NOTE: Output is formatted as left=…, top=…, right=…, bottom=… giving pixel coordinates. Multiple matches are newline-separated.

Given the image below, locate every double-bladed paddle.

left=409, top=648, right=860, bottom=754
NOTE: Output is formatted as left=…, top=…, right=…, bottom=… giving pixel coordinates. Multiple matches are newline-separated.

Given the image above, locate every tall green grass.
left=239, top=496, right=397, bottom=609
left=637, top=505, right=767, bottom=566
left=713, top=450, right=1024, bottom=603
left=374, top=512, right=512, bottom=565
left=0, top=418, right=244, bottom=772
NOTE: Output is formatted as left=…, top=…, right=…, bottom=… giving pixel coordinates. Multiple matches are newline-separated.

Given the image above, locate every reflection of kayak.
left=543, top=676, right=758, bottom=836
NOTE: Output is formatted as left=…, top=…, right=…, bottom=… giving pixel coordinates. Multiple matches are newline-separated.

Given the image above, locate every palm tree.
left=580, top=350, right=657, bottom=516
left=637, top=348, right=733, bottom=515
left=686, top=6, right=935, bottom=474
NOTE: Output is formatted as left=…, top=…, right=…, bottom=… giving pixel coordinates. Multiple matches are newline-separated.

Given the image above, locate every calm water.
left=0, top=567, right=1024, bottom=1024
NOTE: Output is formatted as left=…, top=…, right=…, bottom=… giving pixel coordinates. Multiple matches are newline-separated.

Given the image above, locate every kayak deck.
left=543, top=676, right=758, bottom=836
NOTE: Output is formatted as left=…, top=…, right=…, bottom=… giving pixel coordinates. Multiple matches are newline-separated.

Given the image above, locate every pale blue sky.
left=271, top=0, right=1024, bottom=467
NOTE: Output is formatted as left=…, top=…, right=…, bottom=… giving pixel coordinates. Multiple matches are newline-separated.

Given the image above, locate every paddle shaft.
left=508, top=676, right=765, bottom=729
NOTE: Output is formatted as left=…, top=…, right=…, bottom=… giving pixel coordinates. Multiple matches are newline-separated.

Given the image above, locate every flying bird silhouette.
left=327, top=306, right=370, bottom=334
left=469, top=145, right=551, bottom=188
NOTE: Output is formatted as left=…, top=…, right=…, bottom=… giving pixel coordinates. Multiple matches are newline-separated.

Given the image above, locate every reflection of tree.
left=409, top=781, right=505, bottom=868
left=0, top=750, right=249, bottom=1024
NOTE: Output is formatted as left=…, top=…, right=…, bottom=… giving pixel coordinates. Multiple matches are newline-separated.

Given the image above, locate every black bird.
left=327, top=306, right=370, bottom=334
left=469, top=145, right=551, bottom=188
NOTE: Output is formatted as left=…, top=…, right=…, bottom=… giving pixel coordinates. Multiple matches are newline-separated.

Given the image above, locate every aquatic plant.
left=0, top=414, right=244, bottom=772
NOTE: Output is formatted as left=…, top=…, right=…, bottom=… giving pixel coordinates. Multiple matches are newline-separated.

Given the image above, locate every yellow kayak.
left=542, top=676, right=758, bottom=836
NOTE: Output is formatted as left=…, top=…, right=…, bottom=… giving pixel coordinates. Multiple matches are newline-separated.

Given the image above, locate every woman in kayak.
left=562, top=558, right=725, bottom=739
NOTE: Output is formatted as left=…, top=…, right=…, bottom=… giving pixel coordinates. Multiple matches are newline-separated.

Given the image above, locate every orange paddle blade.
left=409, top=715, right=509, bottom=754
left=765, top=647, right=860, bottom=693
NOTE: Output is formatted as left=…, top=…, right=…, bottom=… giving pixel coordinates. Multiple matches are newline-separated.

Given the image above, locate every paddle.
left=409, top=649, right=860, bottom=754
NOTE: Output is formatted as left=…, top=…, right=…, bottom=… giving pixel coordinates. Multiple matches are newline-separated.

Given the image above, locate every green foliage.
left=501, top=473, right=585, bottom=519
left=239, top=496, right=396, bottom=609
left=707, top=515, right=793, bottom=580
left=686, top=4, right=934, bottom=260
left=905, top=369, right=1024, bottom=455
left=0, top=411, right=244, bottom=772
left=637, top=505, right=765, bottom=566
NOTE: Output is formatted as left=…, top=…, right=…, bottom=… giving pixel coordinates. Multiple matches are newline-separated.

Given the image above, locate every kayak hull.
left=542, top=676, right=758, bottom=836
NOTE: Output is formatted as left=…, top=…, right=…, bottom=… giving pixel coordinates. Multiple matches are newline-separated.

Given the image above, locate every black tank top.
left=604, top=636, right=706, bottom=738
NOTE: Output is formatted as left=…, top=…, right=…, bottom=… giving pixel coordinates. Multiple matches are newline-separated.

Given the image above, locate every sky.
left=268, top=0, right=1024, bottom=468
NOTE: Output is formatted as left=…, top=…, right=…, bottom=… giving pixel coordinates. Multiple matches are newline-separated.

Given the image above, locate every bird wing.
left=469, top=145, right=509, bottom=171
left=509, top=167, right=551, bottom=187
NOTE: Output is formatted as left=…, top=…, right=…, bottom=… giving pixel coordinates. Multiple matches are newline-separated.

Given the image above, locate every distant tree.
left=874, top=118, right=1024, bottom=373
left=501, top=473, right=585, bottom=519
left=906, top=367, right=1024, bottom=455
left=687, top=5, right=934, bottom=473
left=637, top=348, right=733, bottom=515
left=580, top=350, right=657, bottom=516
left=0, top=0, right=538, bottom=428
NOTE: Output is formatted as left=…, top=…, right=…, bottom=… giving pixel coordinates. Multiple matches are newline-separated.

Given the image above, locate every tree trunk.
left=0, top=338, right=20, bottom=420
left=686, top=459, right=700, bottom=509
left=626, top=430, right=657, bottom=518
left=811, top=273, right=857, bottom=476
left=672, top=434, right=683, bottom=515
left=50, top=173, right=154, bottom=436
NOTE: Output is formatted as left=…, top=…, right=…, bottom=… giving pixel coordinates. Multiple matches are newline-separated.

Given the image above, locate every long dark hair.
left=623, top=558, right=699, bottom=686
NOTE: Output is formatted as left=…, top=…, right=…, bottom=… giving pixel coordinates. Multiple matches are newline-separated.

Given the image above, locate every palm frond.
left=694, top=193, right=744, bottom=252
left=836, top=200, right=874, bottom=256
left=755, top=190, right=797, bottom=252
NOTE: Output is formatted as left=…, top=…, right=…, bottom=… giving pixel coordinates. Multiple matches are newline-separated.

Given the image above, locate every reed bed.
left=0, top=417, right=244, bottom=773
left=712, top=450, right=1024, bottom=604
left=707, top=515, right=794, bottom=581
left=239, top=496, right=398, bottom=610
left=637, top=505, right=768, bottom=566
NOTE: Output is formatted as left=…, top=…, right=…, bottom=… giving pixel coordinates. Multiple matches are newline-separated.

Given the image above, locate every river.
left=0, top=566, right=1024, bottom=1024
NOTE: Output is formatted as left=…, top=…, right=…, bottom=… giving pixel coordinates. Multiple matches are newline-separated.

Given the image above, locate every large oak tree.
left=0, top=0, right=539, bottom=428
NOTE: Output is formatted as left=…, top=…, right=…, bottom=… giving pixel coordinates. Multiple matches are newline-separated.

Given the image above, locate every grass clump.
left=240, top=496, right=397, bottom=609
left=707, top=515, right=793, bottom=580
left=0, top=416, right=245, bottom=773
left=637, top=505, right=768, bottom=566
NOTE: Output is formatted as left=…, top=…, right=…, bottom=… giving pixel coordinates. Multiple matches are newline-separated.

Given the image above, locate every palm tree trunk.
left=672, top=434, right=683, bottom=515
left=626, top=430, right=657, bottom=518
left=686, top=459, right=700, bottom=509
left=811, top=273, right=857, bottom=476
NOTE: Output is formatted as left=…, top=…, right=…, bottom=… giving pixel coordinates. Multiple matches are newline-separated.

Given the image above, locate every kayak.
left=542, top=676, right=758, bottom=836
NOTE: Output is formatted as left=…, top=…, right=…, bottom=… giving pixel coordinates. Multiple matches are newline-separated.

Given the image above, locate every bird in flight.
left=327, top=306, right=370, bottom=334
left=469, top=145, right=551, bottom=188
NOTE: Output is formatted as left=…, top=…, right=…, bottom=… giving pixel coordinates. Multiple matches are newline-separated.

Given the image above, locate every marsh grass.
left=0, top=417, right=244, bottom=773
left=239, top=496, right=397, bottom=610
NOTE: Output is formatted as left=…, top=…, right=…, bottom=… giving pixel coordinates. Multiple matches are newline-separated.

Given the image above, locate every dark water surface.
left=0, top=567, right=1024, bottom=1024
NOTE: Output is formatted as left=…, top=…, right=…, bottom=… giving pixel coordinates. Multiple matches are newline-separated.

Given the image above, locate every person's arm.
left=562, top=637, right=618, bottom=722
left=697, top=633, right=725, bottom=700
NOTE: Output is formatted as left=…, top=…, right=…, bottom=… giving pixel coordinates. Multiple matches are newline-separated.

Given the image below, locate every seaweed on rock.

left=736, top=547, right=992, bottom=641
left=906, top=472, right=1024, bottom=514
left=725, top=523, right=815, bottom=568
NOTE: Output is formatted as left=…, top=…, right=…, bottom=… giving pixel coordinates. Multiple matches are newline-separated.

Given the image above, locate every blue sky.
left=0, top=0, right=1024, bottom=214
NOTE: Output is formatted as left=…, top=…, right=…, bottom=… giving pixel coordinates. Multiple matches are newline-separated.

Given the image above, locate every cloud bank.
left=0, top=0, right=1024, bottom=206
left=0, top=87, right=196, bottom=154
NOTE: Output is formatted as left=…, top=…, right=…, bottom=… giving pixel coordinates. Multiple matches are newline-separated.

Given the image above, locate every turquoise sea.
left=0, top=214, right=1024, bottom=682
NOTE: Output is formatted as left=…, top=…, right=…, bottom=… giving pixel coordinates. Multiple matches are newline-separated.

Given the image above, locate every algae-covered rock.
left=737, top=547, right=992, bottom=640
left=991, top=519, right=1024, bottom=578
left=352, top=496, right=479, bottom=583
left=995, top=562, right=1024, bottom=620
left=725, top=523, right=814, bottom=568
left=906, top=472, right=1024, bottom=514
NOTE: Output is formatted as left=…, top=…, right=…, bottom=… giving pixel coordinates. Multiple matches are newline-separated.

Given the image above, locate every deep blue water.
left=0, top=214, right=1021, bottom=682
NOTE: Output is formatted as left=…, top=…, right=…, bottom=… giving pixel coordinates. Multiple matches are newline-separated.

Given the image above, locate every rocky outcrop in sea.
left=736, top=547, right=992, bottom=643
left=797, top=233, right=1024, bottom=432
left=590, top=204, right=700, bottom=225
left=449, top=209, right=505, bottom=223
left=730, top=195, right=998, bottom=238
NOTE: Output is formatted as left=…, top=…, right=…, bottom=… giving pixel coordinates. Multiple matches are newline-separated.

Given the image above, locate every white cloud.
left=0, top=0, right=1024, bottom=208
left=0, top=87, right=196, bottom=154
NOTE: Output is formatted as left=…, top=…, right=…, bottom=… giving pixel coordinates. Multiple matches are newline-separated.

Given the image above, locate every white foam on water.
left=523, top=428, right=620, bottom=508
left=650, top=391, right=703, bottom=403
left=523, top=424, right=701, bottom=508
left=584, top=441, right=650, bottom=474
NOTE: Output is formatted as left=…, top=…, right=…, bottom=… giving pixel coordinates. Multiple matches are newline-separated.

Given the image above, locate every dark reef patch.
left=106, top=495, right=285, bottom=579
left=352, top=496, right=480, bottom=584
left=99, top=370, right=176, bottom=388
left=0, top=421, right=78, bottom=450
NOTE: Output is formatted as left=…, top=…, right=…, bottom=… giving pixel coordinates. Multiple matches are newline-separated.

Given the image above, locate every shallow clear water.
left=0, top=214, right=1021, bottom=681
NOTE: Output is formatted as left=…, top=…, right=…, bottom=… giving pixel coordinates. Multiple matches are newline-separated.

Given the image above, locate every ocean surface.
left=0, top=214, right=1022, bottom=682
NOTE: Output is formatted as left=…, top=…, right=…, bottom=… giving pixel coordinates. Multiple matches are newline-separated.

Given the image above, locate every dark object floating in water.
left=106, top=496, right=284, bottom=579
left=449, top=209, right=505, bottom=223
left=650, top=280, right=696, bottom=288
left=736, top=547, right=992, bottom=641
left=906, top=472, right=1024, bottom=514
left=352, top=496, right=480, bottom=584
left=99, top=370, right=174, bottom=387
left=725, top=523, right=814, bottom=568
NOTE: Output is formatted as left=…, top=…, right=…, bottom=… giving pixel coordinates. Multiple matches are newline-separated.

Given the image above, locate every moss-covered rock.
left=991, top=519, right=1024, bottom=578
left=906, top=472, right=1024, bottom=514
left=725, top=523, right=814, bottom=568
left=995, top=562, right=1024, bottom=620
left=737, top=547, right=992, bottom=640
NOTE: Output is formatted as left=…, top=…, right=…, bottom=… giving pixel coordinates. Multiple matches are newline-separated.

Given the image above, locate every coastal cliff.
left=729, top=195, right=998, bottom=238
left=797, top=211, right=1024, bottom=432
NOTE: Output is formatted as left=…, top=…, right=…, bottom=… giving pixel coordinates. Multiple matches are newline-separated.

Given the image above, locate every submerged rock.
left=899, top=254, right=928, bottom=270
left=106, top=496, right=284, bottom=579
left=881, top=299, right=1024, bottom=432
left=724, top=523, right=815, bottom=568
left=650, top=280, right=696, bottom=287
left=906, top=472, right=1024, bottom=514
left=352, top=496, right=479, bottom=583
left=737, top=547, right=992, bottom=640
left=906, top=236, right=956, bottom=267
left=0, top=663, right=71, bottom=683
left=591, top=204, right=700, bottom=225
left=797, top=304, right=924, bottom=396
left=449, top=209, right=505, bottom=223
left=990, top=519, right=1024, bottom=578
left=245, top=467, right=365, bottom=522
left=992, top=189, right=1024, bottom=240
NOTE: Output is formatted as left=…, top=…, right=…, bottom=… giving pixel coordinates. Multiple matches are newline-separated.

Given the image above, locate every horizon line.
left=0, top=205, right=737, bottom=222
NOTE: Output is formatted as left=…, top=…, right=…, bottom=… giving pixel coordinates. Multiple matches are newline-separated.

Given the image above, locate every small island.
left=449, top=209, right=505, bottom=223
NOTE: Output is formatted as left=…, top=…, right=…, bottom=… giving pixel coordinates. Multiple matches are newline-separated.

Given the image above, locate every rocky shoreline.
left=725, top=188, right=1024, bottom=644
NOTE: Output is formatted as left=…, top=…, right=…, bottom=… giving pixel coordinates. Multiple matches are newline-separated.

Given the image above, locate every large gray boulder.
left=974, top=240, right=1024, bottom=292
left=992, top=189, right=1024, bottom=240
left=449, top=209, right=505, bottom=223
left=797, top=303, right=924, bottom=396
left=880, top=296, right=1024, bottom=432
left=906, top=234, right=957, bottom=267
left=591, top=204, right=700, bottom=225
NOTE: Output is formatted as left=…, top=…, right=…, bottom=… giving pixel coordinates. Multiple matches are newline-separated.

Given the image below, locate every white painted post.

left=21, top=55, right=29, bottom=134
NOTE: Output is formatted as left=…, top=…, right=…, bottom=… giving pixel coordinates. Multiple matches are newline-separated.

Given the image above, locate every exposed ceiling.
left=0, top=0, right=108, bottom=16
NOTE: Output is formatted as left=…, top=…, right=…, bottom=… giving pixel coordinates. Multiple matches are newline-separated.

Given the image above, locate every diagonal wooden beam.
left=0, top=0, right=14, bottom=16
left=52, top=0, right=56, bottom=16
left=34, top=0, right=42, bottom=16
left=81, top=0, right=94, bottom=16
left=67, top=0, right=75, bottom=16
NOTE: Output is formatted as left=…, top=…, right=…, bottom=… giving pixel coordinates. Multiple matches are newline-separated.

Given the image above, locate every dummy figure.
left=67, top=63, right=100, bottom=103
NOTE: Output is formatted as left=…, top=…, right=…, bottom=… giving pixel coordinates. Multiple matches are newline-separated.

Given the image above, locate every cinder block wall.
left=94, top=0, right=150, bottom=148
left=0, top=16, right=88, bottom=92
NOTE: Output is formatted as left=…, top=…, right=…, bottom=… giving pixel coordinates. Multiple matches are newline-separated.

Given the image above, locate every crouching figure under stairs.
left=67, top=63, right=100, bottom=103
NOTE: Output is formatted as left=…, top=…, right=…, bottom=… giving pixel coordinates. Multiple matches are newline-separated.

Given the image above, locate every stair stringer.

_ _ _

* Given request *
Rewrite the part of the data that opens with its first line and closes with the line containing "left=409, top=648, right=860, bottom=754". Change "double-bladed paddle" to "two-bladed paddle" and leave everything else as it is.

* Answer to this problem *
NOTE: Output is formatted as left=…, top=…, right=…, bottom=… giving pixel coordinates. Multiple matches are newline-separated.

Given the image below, locate every two-bladed paddle.

left=409, top=648, right=860, bottom=754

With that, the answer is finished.